* _DATA EXTRACT_
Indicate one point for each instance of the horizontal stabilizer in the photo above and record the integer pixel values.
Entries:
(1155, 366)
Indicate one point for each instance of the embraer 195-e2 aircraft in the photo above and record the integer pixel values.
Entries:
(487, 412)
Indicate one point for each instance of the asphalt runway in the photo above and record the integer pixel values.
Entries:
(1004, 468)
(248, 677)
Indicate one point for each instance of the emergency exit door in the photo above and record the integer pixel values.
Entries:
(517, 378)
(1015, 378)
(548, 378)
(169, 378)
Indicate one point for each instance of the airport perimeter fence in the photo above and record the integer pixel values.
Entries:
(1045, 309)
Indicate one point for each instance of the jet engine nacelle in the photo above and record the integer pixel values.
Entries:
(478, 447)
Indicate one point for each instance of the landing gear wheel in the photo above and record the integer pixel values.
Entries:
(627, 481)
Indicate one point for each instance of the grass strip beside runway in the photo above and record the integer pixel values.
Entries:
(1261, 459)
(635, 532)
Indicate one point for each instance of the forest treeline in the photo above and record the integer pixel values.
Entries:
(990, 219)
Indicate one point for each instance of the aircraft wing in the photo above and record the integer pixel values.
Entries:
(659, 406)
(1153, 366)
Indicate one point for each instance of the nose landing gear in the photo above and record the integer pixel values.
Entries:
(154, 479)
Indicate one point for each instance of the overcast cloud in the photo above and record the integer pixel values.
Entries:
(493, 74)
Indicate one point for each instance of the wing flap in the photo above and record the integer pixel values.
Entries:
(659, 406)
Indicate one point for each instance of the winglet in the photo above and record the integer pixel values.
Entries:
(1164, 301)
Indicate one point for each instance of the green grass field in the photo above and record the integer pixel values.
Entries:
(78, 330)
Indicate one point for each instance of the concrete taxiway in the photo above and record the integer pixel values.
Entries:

* _WHAT IS REQUIRED_
Copy all the entries exactly.

* _RESPONSE TO THE TASK_
Indicate one point for each instance of the horizontal stabilizer in the photo above and record the integer pixel values.
Entries:
(1155, 366)
Indicate one point for each instance of the embraer 195-e2 aircraft in the photo above and record the integer pixel values.
Entries:
(487, 412)
Indicate one point for each instance of the asphalt runway in the photo above and record the integer pixel values.
Entries:
(1004, 468)
(248, 677)
Indicate one point for each instance of the emergency exit door in the photo above and record the integer pixel values.
Entries:
(517, 378)
(1015, 378)
(548, 378)
(169, 378)
Indicate one point for each instance of the airport perimeter fence in the photo above and record the integer pixel values.
Entries:
(1045, 309)
Indicate one point for each instance of the jet engine nacelle in the photo above and record the integer pixel values.
Entries:
(478, 447)
Indicate one point for each instance of the landing gear wheel in the photo above and record the integer pixel values.
Entries:
(627, 481)
Indicate one point for each instance of the grass strip beside runway in the photo above and record the integer pixel values.
Entries:
(1261, 459)
(635, 532)
Indicate one point for each instance of the forest treeline in the photo above and record the integer pixel values.
Entries:
(990, 219)
Indicate one point for each instance of the aircraft wing in the photo above and record the integer pixel values.
Entries:
(659, 406)
(1153, 366)
Indicate one point for each instance of the nose landing gear in the photo above and record the integer pixel values.
Entries:
(154, 479)
Indicate one point for each instance of the overcast cloud in the photo above and record the integer pixel values.
Entries:
(493, 74)
Indicate one point for each instance of the wing flap in the photo above and record the integer pixel values.
Entries:
(659, 406)
Indicate one point for each instance of the winglet in the photo above and record the integer pixel values.
Entries:
(1164, 301)
Indicate one point for each instance of the green grass field in the photo above and record the integer pixel values.
Entries:
(78, 330)
Indicate one point for each instance of the concrete taxiway in the photo above and record the integer pixel values.
Entries:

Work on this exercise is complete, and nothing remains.